- [THE TASK]
Reproduce every one of the items below verbatim, keeping each line unchanged and in its original order.

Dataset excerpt
** START **
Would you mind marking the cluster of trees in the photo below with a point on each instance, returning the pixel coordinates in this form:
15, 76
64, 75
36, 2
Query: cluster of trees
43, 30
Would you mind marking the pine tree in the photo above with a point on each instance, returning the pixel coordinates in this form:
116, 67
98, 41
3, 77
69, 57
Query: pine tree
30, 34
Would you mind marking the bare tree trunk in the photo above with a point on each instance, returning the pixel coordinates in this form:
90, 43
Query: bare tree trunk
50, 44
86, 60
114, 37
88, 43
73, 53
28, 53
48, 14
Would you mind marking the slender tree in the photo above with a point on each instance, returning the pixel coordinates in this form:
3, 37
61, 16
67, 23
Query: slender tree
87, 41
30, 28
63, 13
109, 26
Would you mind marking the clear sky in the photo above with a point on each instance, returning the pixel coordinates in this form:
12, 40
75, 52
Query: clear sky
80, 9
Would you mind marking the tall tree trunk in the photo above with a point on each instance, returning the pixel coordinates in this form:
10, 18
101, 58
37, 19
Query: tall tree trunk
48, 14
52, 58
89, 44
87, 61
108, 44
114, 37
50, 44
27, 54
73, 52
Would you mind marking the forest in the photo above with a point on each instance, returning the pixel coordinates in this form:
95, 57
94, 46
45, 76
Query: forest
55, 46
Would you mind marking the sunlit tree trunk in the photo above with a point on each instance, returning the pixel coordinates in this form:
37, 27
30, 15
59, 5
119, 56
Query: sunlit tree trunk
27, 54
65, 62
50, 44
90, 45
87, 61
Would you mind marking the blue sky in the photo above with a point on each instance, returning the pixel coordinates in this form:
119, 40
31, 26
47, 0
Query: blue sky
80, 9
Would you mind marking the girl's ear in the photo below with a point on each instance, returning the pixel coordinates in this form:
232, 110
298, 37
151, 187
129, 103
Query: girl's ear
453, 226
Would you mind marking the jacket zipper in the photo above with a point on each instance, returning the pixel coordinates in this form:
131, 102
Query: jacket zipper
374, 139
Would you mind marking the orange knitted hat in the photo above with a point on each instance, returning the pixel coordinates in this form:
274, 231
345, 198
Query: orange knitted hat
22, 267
** END **
- [REPLY]
Would you mind marking the cluster of trees in the photo below with a point on each instance, returning the pixel coordinates in this form:
15, 76
64, 75
36, 2
Query: cluster of trees
43, 30
Would you mind marking the pine tree in the photo above with a point on each instance, returning the pixel coordinates in this form:
116, 67
98, 41
3, 77
69, 57
Query: pine tree
30, 34
Would you mind marking the bare tree trunk in the photo above with a point on each instance, returning the pixel coordinates in this form:
90, 43
Query: bare tree trunk
50, 44
86, 60
114, 37
88, 43
73, 53
28, 53
48, 14
Would you mind marking the slender tree in the photo above with a point on each instance, returning the pixel coordinates in this form:
3, 37
61, 16
67, 23
Query: slender tree
87, 41
30, 28
63, 13
109, 26
Would you mind marking the clear sky in the photo above with a point on each instance, returning the pixel coordinates in this form:
12, 40
75, 52
Query: clear sky
80, 9
Would you mind marking the tall tree trunk in the photo above with a point on each instance, returning the pixel coordinates in this form:
10, 18
101, 58
37, 19
Query: tall tree trunk
48, 14
52, 58
89, 44
87, 61
108, 44
114, 37
50, 44
27, 54
73, 52
Would you mind marking the forest in the photo above with a point on each instance, returning the pixel coordinates in this form:
95, 57
94, 46
45, 76
Query: forest
55, 46
Would you mind marking the sunlit tree trunk in the photo above with a point on each instance, returning the pixel coordinates in this form:
37, 27
30, 15
59, 5
119, 56
Query: sunlit tree trunk
27, 54
65, 62
50, 44
90, 45
87, 61
Would you mind marking the blue sky in the photo above with a point on each instance, returning the pixel coordinates in this form:
119, 40
31, 26
47, 0
Query: blue sky
80, 9
Would you mind marking the girl's ear in the photo below with a point on each instance, returning the pixel coordinates in this form:
232, 110
298, 37
151, 187
129, 103
Query: girl's ear
453, 226
Would you mind marking the jacket zipper in the photo above with a point on each instance, returning the pixel coordinates in this form:
131, 102
Query: jacket zipper
374, 139
Would you mind marking the orange knitted hat in the photo above with a point on each instance, returning the pixel coordinates in this form:
274, 231
345, 198
Query: orange knitted hat
22, 267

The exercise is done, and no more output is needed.